Lines of data
>>>>

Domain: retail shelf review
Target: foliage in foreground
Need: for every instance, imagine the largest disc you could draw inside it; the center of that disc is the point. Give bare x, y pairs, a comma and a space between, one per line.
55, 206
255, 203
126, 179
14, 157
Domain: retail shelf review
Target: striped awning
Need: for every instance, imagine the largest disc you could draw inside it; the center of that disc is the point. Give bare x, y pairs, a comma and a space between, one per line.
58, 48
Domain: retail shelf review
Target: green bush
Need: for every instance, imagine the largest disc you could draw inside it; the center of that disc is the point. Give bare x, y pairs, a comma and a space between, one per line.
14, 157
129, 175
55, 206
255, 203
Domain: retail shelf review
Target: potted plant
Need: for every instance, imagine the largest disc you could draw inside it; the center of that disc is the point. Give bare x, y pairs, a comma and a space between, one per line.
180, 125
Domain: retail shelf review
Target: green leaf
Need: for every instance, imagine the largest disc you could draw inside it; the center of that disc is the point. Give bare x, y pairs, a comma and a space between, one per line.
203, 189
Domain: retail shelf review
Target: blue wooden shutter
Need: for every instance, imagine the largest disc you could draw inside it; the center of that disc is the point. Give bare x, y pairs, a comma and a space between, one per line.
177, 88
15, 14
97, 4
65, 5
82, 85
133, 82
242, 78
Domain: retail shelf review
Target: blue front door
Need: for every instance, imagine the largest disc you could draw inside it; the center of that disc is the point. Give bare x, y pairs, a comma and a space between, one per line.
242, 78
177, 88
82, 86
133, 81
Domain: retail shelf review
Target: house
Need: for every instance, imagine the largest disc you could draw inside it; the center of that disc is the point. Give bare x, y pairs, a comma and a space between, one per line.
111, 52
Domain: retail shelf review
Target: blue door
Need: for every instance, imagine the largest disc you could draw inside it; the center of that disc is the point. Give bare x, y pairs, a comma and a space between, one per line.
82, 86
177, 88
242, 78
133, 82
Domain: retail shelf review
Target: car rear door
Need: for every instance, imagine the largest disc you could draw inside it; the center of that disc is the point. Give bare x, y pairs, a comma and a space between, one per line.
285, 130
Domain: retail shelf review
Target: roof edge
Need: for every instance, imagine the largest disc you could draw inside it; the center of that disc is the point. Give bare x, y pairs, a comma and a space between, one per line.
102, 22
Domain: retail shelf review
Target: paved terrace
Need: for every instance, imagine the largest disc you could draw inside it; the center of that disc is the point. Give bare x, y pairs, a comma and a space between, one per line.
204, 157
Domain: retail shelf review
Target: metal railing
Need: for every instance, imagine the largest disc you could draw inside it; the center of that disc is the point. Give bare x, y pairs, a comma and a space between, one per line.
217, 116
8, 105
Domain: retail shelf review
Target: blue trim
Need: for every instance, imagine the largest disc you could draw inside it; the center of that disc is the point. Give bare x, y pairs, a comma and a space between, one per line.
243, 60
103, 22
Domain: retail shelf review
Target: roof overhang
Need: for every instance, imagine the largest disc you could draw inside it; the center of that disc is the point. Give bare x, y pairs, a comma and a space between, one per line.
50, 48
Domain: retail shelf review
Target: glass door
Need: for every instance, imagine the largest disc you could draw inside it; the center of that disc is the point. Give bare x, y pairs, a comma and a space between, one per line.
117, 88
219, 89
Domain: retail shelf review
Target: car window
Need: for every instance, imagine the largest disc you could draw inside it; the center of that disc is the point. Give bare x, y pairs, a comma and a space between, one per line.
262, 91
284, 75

<<<<

In this exercise, repeat all entries exactly.

Domain: retail shelf review
Target: foliage in foreground
Need: for every instance, imagine the largest disc you could draw inside it; the center of that disc is the point. Give bare x, y pairs, a comma and a space between, one per line.
55, 206
255, 203
126, 179
14, 157
Domain: retail shelf review
Target: striped awning
Need: for every instance, imagine the largest disc you could draw inside it; the center of that disc is the point. Give bare x, y pairs, a comma and a space between, one per line.
58, 48
Domain: retail shelf review
Target: green bush
Need: for every instance, imagine the largest disc you could draw inside it; the center of that disc is the point. Give bare x, y pairs, a comma and a space between, one per line.
14, 157
129, 175
55, 206
255, 203
Domain: retail shelf review
Target: potted plant
Need: for every instance, imagine the largest disc you could draw inside it; the center of that disc is the point. Give bare x, y pairs, a comma and a space between, one per line.
180, 125
Domain: retail shelf review
Target: green leaf
Need: for every instance, imagine the largest disc you could draw inside it; the center of that disc is the point. Give bare x, y pairs, a comma and a space between, one per line.
203, 189
Domain: retail shelf review
Target: blue wooden shutter
Need: for every instance, imagine the largest disc you could draw inside it; the center of that disc is the point. Give bare x, y pairs, a comma and a space between, one per line.
177, 88
15, 14
97, 4
65, 5
82, 85
133, 82
242, 78
Domain: retail shelf review
Target: blue front door
Need: for every instance, imagine the largest disc you could draw inside it; the center of that disc is the point. Give bare x, y pairs, a comma and a space between, one per line.
242, 78
177, 88
82, 86
133, 81
Domain: retail shelf review
Target: house
Need: for every instance, imagine the largest disc you could draw inside it; the center of that disc is the point. Give bare x, y pairs, a comma and a space between, one per line.
111, 52
Domain: retail shelf review
Target: blue door
Need: for every instance, imagine the largest disc you could draw inside it; the center of that disc is the point. Give bare x, y pairs, a comma and a space between, one per line.
82, 86
177, 88
242, 78
133, 82
Domain: retail shelf review
Target: car rear door
Need: for every instance, imagine the largest disc you could draw inside it; the center of that disc is the point. Give bare x, y pairs, a comma and a space between, one per line.
285, 130
Domain: retail shelf review
Target: roof edge
Need: for every instance, imagine the largest disc you could draw inside it; the center of that disc is the point. Give bare x, y pairs, a comma and a space between, one per line.
102, 22
Domain: retail shelf review
Target: paved terrace
Need: for every instance, imagine the largest disc you could draw inside it; the center of that disc is the point. Give bare x, y pairs, a comma and a space between, one per line.
204, 157
Domain: retail shelf review
Target: metal railing
Need: for every instance, imagine the largest disc you could draw inside it; the center of that disc is the point. Give bare x, y pairs, a comma and a space between, one per line.
217, 116
8, 105
Domain: retail shelf review
Target: blue trim
Need: for every instance, imagine the largest disc you could draw inside it; the center of that disc is the point. Give bare x, y pairs, a comma and a space between, one per line.
243, 60
103, 22
Domain: retail shelf review
Target: roof overhang
Need: for every instance, imagine the largest disc you could draw inside it; the center of that disc is the point. Give bare x, y pairs, a comma and a space between, one per line.
50, 48
Domain: retail shelf review
Target: glass door
Need: for every instance, imagine the largest disc you could draw inside it; the center of that disc is the point. Give bare x, y pairs, a comma and a space between, one per line.
117, 88
219, 89
Domain: retail shelf review
Target: car window
Need: for every instance, imagine the largest disc you could draw inside it; the center of that disc is the point. Give bare x, y pairs, a comma and a space between, one per line.
262, 91
284, 75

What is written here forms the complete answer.